Exercise description -> Once the line with "the purple-gray cloth." is found in the entries below, print it and each following line exactly, stopping after the line with "Target: bread slice"; print nothing else.

━━━━━ Information ━━━━━

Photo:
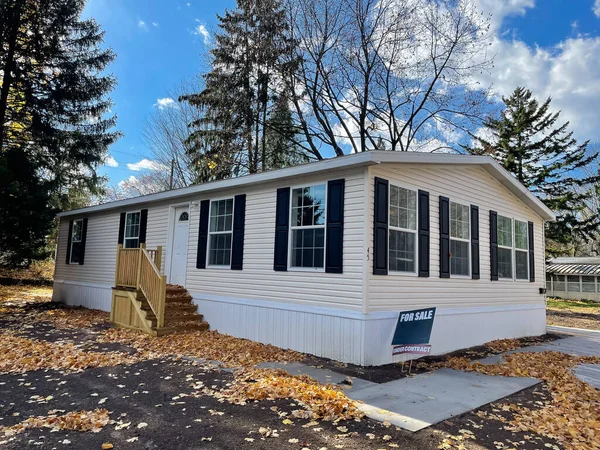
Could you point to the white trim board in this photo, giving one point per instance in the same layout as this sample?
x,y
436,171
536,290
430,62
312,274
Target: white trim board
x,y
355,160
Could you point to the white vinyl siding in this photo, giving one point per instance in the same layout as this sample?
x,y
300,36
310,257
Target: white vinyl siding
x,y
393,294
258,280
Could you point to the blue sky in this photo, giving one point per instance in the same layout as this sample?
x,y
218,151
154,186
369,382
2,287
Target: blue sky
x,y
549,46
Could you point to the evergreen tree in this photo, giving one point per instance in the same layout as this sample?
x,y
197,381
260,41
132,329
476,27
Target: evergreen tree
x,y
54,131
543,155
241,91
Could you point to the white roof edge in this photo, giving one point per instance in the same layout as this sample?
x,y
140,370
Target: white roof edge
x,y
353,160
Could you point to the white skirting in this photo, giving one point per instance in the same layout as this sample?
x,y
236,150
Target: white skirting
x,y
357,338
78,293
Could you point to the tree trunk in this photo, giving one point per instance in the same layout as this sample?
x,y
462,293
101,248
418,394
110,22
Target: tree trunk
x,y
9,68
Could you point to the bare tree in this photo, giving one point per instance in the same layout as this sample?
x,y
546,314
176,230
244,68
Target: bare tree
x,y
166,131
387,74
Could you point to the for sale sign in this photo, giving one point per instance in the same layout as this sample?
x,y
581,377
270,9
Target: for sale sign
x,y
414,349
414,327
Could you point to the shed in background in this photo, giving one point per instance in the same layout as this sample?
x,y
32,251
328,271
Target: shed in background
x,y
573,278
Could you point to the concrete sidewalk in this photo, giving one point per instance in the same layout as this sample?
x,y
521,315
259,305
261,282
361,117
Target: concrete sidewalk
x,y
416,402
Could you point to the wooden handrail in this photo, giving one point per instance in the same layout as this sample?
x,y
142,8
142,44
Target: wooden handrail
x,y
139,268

━━━━━
━━━━━ Information ━━━━━

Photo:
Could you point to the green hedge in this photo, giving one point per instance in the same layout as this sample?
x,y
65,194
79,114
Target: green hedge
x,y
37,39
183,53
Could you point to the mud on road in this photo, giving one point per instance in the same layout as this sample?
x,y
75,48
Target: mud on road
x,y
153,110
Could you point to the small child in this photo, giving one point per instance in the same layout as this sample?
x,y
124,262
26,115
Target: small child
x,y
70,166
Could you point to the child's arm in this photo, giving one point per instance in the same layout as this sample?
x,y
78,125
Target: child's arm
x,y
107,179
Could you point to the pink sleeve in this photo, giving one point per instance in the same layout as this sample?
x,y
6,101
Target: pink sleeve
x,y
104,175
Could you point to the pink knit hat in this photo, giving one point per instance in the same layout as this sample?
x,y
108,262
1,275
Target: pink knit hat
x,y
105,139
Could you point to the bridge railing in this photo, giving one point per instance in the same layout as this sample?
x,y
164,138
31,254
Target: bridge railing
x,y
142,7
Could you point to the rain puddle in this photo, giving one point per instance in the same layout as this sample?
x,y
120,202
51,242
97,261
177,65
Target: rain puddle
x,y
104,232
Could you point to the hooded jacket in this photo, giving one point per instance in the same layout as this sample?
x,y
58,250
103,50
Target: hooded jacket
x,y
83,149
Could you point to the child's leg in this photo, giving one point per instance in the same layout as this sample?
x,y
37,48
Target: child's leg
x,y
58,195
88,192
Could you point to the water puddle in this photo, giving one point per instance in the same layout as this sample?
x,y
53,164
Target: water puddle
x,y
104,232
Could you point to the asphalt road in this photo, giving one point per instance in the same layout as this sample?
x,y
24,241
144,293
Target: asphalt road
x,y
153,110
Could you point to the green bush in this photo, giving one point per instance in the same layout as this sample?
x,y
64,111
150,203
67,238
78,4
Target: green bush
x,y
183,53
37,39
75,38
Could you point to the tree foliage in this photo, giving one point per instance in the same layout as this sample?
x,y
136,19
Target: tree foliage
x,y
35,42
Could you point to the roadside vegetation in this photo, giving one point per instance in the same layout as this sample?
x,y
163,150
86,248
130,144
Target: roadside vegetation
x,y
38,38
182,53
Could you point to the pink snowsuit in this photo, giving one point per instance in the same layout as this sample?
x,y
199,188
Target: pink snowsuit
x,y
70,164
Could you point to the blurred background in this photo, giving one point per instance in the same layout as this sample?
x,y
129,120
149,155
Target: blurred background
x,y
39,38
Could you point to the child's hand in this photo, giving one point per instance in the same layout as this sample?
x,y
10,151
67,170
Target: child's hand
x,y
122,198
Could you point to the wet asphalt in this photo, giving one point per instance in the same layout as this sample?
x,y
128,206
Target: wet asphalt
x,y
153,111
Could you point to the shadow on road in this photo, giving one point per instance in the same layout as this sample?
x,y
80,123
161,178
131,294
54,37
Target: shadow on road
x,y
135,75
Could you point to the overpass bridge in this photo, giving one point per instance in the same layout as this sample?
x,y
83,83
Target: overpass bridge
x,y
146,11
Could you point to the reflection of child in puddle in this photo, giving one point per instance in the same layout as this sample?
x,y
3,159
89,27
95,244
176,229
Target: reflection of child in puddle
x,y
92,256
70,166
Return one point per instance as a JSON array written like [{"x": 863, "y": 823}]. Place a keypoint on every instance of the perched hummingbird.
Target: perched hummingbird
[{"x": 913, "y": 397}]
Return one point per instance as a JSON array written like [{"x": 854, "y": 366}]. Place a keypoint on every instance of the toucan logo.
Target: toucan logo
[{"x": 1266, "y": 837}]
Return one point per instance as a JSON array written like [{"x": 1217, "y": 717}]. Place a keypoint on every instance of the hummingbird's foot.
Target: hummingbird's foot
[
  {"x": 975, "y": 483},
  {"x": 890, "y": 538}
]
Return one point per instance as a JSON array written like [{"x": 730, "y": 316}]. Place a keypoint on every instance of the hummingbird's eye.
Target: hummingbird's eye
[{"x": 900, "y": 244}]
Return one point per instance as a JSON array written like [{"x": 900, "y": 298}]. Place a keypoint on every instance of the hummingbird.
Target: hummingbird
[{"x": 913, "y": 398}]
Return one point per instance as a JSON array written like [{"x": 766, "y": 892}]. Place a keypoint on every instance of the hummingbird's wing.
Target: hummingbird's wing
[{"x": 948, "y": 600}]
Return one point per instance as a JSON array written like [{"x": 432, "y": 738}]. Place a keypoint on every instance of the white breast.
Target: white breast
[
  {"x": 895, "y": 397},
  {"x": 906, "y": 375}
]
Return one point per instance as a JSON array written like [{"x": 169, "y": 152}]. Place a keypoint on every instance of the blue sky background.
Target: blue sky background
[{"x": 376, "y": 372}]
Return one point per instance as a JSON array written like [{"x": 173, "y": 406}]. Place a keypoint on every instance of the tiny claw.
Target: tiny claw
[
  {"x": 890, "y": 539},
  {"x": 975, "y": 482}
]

━━━━━
━━━━━ Information ━━━━━

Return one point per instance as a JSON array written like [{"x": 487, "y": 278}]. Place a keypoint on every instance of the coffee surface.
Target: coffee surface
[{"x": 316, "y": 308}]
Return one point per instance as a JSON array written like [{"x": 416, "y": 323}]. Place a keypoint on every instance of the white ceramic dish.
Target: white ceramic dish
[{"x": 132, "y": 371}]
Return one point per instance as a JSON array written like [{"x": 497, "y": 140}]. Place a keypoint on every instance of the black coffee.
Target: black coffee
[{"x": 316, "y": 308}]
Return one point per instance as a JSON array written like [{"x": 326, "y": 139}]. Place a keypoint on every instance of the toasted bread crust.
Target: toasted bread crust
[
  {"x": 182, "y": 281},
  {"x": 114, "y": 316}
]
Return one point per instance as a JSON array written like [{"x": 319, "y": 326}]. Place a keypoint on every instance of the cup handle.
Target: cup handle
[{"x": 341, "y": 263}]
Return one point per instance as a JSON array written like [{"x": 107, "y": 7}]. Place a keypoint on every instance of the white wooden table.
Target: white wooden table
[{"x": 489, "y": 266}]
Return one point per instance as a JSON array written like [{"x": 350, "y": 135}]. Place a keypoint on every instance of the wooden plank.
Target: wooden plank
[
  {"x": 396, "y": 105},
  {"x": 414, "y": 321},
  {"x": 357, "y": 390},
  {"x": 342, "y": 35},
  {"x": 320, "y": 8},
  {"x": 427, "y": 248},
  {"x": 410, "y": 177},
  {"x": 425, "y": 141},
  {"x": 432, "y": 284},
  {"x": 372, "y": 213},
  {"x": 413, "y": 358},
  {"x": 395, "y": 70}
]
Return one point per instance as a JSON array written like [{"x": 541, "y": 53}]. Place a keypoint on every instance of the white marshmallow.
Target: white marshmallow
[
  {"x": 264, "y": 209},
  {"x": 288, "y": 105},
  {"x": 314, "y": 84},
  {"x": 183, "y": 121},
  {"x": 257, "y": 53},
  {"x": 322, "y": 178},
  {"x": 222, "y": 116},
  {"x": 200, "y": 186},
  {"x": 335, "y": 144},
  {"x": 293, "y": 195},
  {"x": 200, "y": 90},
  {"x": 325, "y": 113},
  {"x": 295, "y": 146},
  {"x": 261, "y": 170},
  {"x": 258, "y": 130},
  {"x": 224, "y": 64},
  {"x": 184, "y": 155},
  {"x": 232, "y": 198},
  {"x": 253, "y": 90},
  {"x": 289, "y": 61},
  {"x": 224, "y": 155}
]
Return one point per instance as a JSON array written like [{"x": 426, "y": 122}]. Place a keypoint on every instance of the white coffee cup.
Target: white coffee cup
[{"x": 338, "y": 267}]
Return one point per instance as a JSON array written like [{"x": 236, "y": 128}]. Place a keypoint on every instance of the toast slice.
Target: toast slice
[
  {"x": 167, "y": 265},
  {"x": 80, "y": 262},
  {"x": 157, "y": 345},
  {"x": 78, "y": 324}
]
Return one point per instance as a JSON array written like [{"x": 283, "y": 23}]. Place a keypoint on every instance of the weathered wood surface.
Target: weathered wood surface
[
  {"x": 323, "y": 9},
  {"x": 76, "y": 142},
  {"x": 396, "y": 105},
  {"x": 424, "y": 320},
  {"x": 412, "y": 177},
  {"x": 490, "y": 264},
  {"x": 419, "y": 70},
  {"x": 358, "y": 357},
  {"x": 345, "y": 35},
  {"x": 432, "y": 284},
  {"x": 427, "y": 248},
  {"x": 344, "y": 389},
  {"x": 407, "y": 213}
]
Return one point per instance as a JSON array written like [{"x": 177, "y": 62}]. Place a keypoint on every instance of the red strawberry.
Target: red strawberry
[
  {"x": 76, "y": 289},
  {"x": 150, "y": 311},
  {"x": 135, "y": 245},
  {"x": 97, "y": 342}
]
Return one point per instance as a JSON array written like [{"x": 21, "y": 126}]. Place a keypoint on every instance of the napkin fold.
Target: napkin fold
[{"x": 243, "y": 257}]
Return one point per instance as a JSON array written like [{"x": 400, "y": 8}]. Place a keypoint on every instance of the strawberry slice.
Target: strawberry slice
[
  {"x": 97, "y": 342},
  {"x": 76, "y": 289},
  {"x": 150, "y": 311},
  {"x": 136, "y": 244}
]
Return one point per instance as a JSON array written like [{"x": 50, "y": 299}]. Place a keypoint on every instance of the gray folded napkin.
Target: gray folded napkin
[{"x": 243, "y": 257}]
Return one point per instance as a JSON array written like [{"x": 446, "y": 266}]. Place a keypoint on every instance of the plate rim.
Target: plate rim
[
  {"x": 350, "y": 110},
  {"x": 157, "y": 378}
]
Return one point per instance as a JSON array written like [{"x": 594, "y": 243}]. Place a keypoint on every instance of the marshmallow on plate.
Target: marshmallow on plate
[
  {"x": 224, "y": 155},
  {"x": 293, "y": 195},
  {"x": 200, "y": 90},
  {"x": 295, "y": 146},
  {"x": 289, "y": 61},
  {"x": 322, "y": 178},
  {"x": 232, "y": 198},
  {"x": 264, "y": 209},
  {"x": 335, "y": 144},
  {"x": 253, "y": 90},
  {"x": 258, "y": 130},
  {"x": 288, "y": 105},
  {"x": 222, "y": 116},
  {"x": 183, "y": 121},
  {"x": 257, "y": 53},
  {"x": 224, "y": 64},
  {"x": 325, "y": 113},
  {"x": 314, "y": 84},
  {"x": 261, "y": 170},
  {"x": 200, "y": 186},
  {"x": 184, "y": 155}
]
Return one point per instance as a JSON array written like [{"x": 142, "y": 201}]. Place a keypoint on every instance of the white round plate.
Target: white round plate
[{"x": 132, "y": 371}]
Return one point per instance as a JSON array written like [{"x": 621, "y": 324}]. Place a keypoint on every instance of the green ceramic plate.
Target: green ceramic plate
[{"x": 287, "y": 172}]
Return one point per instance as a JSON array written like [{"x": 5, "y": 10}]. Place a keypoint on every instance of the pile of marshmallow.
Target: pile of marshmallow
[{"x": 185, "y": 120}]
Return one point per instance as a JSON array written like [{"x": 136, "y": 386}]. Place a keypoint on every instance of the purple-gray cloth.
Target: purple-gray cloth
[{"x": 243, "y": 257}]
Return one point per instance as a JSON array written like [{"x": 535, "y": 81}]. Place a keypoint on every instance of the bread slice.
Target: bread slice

━━━━━

Written reply ->
Return one point per instance as a JSON array written like [{"x": 136, "y": 386}]. Place a keypoint on every instance of the purple-gray cloth.
Target: purple-gray cloth
[{"x": 243, "y": 257}]
Return one point per instance as a JSON array written like [{"x": 535, "y": 81}]. Place a keypoint on every instance of the bread slice.
Target: bread slice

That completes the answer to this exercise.